**READING TEXT**

= = = = =

Edit The probabilities can be determined accurately and quickly using matrix multiplication, and it is also possible to analytically compute the mean as $\mu_-=2^{n+1}-1$ and the variance as $\sigma^2=2^{n+2}\left(\mu-n-3\right) -\mu^2 + 5\mu$ where $\mu=\mu_-+1$, but there is probably not a simple closed form for the distribution itself. Above a certain number of coin flips the distribution is essentially a geometric distribution: it would make sense to use this form for larger $t$.

The evolution in time of the probability distribution in state space can be modelled using a transition matrix for $k=n+2$ states, where $n=$ the number of consecutive coin flips. The states are as follows:

  • State $H_0$, no heads
  • State $H_i$, $i$ heads, $1\le i\le(n-1)$
  • State $H_n$, $n$ or more heads
  • State $H_*$, $n$ or more heads followed by a tail

Once you get into state $H_*$ you can't get back to any of the other states.

The state transition probabilities to get into the states are as follows

  • State $H_0$: probability $\frac12$ from $H_i$, $i=0,\ldots,n-1$, i.e. including itself but not state $H_n$
  • State $H_i$: probability $\frac12$ from $H_{i-1}$
  • State $H_n$: probability $\frac12$ from $H_{n-1},H_n$, i.e. from the state with $n-1$ heads and itself
  • State $H_*$: probability $\frac12$ from $H_n$ and probability 1 from $H_*$ (itself)

= = = = =

**STORED DATA**
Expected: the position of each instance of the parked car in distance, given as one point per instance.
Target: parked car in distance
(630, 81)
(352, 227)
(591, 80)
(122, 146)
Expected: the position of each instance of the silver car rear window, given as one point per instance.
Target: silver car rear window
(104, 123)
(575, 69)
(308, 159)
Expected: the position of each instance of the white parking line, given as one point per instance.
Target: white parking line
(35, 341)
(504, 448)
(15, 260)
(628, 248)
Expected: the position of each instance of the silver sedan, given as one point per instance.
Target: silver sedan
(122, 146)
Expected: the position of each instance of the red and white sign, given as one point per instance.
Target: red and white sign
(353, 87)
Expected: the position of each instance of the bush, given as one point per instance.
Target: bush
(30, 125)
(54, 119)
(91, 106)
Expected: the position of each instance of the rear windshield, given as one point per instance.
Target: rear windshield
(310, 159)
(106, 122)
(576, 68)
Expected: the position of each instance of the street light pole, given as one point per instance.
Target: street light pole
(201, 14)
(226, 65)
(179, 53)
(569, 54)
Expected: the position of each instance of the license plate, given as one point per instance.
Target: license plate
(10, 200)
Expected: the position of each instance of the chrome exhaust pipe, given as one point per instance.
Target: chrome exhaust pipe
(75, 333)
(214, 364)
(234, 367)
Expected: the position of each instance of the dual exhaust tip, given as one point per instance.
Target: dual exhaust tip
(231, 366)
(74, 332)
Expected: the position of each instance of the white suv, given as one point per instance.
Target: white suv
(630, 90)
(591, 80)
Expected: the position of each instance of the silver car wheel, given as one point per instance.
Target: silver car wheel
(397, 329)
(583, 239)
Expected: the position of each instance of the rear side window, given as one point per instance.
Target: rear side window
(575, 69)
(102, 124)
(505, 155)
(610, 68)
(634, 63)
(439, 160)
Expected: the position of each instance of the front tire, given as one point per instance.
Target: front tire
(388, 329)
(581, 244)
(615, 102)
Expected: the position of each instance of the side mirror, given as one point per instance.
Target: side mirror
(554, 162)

= = = = =

According to the coin-flip text, what happens once the process enters the state for n or more heads followed by a tail? The items are not needed here.

It can't get back to any of the other states.